━━ Information supplied ━━

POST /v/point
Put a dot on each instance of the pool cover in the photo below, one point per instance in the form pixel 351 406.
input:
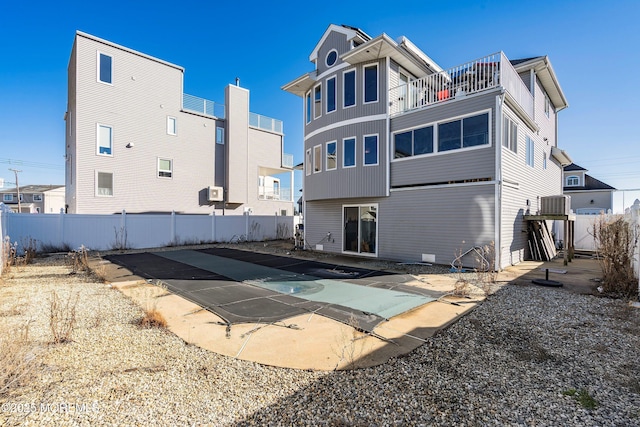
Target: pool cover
pixel 242 286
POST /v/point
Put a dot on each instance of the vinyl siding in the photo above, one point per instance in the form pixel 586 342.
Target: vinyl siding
pixel 522 183
pixel 466 164
pixel 360 109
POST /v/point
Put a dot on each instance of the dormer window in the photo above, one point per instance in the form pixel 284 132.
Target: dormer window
pixel 573 181
pixel 332 57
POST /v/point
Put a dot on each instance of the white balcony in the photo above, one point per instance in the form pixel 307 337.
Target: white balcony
pixel 469 78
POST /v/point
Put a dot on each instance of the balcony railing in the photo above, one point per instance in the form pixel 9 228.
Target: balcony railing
pixel 287 160
pixel 272 193
pixel 202 106
pixel 265 123
pixel 472 77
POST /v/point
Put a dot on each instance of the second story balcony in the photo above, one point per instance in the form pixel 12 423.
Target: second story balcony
pixel 469 78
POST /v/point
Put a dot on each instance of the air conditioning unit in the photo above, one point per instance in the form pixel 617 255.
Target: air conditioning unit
pixel 555 205
pixel 215 194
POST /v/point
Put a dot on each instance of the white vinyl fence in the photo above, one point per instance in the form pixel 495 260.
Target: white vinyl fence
pixel 139 231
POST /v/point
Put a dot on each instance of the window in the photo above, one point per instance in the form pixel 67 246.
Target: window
pixel 413 142
pixel 371 150
pixel 171 125
pixel 165 168
pixel 371 83
pixel 547 105
pixel 331 94
pixel 530 150
pixel 510 134
pixel 331 155
pixel 104 182
pixel 105 140
pixel 573 181
pixel 317 101
pixel 349 87
pixel 308 107
pixel 349 152
pixel 104 68
pixel 219 135
pixel 332 57
pixel 468 132
pixel 317 158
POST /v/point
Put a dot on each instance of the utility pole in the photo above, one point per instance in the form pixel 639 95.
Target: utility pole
pixel 15 171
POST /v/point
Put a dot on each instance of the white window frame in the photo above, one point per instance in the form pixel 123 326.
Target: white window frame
pixel 97 188
pixel 219 131
pixel 508 139
pixel 355 152
pixel 335 94
pixel 364 149
pixel 530 154
pixel 172 125
pixel 570 181
pixel 309 107
pixel 547 105
pixel 98 126
pixel 335 160
pixel 317 104
pixel 164 171
pixel 317 158
pixel 98 62
pixel 364 83
pixel 344 88
pixel 308 162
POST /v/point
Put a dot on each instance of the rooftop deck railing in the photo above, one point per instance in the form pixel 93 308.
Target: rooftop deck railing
pixel 202 106
pixel 265 123
pixel 471 77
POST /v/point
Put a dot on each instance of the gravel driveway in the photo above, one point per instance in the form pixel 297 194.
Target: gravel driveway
pixel 527 356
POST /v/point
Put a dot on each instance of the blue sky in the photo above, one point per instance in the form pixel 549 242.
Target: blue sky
pixel 593 47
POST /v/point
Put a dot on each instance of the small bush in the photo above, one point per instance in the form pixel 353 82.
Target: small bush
pixel 616 240
pixel 17 358
pixel 62 317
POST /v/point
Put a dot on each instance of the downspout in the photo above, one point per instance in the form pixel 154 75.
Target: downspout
pixel 498 186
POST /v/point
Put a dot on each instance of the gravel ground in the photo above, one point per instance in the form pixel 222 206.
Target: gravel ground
pixel 528 355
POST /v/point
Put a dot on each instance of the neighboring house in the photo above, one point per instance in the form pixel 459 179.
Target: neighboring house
pixel 588 195
pixel 34 198
pixel 136 142
pixel 407 161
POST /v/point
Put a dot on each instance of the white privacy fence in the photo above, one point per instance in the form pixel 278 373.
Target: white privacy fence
pixel 104 232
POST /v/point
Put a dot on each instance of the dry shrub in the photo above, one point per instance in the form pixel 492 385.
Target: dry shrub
pixel 616 240
pixel 17 358
pixel 153 319
pixel 78 260
pixel 62 317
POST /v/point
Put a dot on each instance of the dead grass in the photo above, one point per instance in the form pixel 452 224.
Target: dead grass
pixel 616 239
pixel 152 319
pixel 62 317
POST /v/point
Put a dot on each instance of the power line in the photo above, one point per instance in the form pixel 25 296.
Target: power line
pixel 26 163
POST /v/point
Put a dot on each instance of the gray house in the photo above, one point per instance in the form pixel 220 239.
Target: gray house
pixel 136 142
pixel 588 195
pixel 406 160
pixel 34 198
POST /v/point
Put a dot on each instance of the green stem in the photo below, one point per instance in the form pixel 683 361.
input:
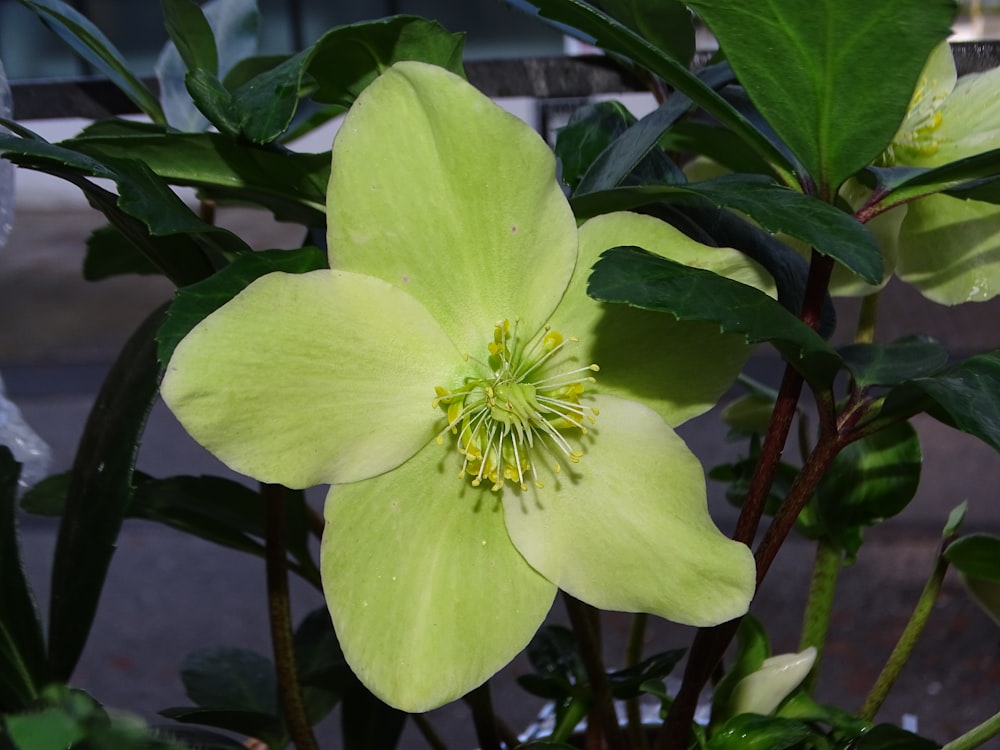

━━━

» **About this exercise**: Each record should be printed again precisely, though not its pictures.

» **Reply to the exercise**:
POST /v/point
Put a dot on each instance of the pool cover in the photo below, one point per instance in the form pixel 351 406.
input:
Target: pool cover
pixel 242 286
POST /v/point
Put a dot on each instance of the vinyl siding in the photo above, one point per instance in the form pixel 586 342.
Target: vinyl siding
pixel 522 183
pixel 466 164
pixel 360 109
POST /v/point
Put a dot on each instance of the dormer window in the photo above, one point per instance in the form pixel 284 132.
Target: dormer window
pixel 573 181
pixel 332 57
POST /v/point
Put a dot on each instance of the white balcony in the photo above, one point per instance in the form pixel 307 337.
Target: white balcony
pixel 469 78
POST /v/point
Put a dot on each instance of the balcony railing in the photo above, one point per instance in the form pixel 9 228.
Target: balcony railing
pixel 287 160
pixel 272 193
pixel 202 106
pixel 265 123
pixel 472 77
POST /v/point
Put a dot on each instance of the second story balcony in the photo above, one point per instance in the form pixel 12 423.
Target: second story balcony
pixel 469 78
POST /v/point
Put a dot on each instance of the air conditioning unit in the photo above, one point per instance in the form pixel 617 255.
Target: air conditioning unit
pixel 555 205
pixel 215 194
POST /v/point
Put a dot on each instance of the white vinyl fence in the photo above, one point per instance in the form pixel 495 260.
Target: white vinyl fence
pixel 139 231
POST /v/point
Put a dot on each instance of the window in the photo above, one point per instance in the form pixel 67 246.
Target: window
pixel 413 142
pixel 371 150
pixel 171 125
pixel 165 168
pixel 371 83
pixel 547 105
pixel 331 94
pixel 530 150
pixel 510 134
pixel 331 155
pixel 104 182
pixel 105 140
pixel 573 181
pixel 317 101
pixel 349 87
pixel 308 107
pixel 349 152
pixel 104 68
pixel 219 135
pixel 332 57
pixel 468 132
pixel 317 158
POST /v/point
Put a dot on each instance of the utility pole in the photo above, one point per instance in the form pixel 639 95.
Target: utility pole
pixel 15 171
POST /v/point
Put a dot on each instance of the white window frame in the photo above, one point per instance in the form pixel 123 326.
Target: white window frame
pixel 97 188
pixel 219 131
pixel 508 139
pixel 355 152
pixel 335 94
pixel 364 149
pixel 530 154
pixel 172 125
pixel 570 181
pixel 309 107
pixel 547 105
pixel 98 126
pixel 335 160
pixel 317 104
pixel 164 171
pixel 317 158
pixel 98 62
pixel 364 83
pixel 344 88
pixel 308 162
POST /v/point
Put a dot on each instance of the rooftop deck railing in the photo above, one point per instance in the form pixel 93 308.
Target: rooftop deck railing
pixel 202 106
pixel 265 123
pixel 471 77
POST /v/point
Put a dot on each instance of the gravel driveway in the photo above, one point per instance in the form pixel 297 194.
Target: gravel driveway
pixel 527 356
POST /v/point
Put a dot on each instance of the blue sky in the photo above, one point per instance in the form pixel 549 242.
Target: blue sky
pixel 593 47
POST /v/point
Put a dot on each instance of the small bush in the photo above, one point per instance in the form pixel 353 82.
Target: small bush
pixel 616 240
pixel 17 358
pixel 62 317
POST /v/point
Put a dot on each instance of the downspout in the photo above, one point per instance in the form pixel 154 75.
Target: downspout
pixel 498 186
POST /v/point
Put a dot on each instance of the gravel ground in the photo above, one point per instance in the form pixel 222 206.
Target: gravel ground
pixel 528 355
POST /v/point
Put a dot on each instance of the neighboring house in the photo above, one point per instance in the form pixel 459 179.
Target: neighboring house
pixel 588 195
pixel 34 198
pixel 136 142
pixel 407 161
POST /v/point
Put a dot on each instance of the white privacy fence in the photo above, one point per instance in the form pixel 278 373.
Target: white privacy fence
pixel 104 232
POST /v/point
Put a dot on each instance of the dry shrub in the photo above, one point per instance in the form pixel 492 385.
Target: dry shrub
pixel 616 240
pixel 17 358
pixel 153 319
pixel 78 260
pixel 62 317
POST /v/point
Put a dot on each instance of the dead grass in the photo above, one point per instance in the form pixel 452 224.
Target: dead grass
pixel 616 239
pixel 152 319
pixel 62 317
POST /v/point
Put a dot on each instance of the power line in the photo above, one point per instance in the form pixel 25 296.
Target: power line
pixel 26 163
POST /v/point
Put a dot on each instance of the gray house in the photo above, one point per instance in the form pixel 220 239.
Target: gray house
pixel 136 142
pixel 588 195
pixel 406 160
pixel 34 198
POST /v/point
Put a dot on each instance of the green stem in the photo below, one point per instance in the form pixel 683 361.
input:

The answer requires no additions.